**TASK REQUIREMENTS**
Please write out exactly the lines of the data below from the line holding "Target: small shrub" through the line holding "Where can the foreground", and leave out the rest.
[[ DATA EXTRACTS open ]]
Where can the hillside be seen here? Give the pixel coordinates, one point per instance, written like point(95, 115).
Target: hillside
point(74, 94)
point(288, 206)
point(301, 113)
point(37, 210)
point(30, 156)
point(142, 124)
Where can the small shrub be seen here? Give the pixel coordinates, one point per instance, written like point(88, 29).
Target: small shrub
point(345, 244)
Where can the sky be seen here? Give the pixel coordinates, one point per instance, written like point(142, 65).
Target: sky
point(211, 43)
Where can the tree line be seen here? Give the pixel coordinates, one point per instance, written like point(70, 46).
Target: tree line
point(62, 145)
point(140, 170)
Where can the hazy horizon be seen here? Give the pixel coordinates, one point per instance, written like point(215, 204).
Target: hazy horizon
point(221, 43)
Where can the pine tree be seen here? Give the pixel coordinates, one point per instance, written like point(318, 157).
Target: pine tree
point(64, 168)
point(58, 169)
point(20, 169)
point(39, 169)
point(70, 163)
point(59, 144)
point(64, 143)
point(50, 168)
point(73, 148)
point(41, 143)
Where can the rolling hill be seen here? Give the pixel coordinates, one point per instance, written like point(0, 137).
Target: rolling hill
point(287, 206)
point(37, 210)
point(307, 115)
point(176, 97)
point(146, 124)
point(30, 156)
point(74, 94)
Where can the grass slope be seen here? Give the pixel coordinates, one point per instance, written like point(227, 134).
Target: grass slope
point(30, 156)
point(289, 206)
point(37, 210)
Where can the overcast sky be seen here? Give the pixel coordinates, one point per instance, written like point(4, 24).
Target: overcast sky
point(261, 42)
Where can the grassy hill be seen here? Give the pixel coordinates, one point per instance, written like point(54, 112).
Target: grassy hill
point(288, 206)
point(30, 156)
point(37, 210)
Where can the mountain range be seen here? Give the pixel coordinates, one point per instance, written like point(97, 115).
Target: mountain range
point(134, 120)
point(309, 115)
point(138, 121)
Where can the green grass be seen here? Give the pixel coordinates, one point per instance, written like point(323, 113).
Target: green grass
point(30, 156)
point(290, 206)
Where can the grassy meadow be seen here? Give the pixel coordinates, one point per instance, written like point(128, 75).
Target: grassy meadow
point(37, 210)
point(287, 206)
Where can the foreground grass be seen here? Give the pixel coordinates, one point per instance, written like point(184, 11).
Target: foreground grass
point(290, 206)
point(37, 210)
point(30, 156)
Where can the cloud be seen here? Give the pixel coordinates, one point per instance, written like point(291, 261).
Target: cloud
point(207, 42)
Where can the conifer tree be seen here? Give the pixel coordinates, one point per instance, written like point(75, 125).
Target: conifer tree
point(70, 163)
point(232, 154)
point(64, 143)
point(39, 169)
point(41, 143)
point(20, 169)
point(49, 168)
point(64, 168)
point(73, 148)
[[ DATA EXTRACTS closed ]]
**YOUR RESPONSE**
Target: small shrub
point(345, 244)
Where can the sky be seen here? Give the pixel coordinates, one point per instance, written like point(142, 65).
Target: sky
point(211, 43)
Where can the tree line be seen here? Give the pixel coordinates, one point per instance, written like point(70, 46).
Target: tree line
point(62, 145)
point(140, 170)
Where can the hazy horizon be seen here? Give the pixel coordinates, one point per instance, written like point(215, 204).
Target: hazy horizon
point(221, 43)
Where can the pine tree be seen here? Give the pixel coordinates, one point per instance, written like point(318, 157).
Target: pine tree
point(64, 168)
point(58, 169)
point(20, 169)
point(39, 169)
point(70, 163)
point(59, 144)
point(64, 143)
point(50, 168)
point(73, 148)
point(41, 143)
Where can the rolling hill be seen here? Give the pixel coordinates, one point per instance, written like point(0, 137).
Target: rolling hill
point(287, 206)
point(37, 210)
point(307, 115)
point(176, 97)
point(146, 124)
point(30, 156)
point(74, 94)
Where can the grass slope be seen here? Give the pixel coordinates, one point per instance, written like point(227, 134).
Target: grass slope
point(30, 156)
point(289, 206)
point(37, 210)
Where can the overcast sky be seen here? Give the pixel coordinates, one point per instance, written like point(4, 24).
Target: overcast sky
point(261, 42)
Where can the grassy hill be seen here? Give the pixel coordinates, one point per instance, written like point(54, 112).
Target: grassy hill
point(288, 206)
point(30, 156)
point(37, 210)
Where can the mountain range be seen here? Give the pixel coordinates, one point per instance, written like point(97, 115).
Target: mountain range
point(134, 120)
point(309, 115)
point(138, 121)
Where can the green grass be seen here? Give the pixel coordinates, one point per instance, written like point(323, 113).
Target: green grass
point(30, 156)
point(290, 206)
Where can the grassy meadow be seen here? Give the pixel coordinates, one point per instance, written like point(128, 75).
Target: grassy meadow
point(37, 210)
point(287, 206)
Where can the foreground grass be seen here? Give the pixel coordinates, one point per instance, written like point(184, 11).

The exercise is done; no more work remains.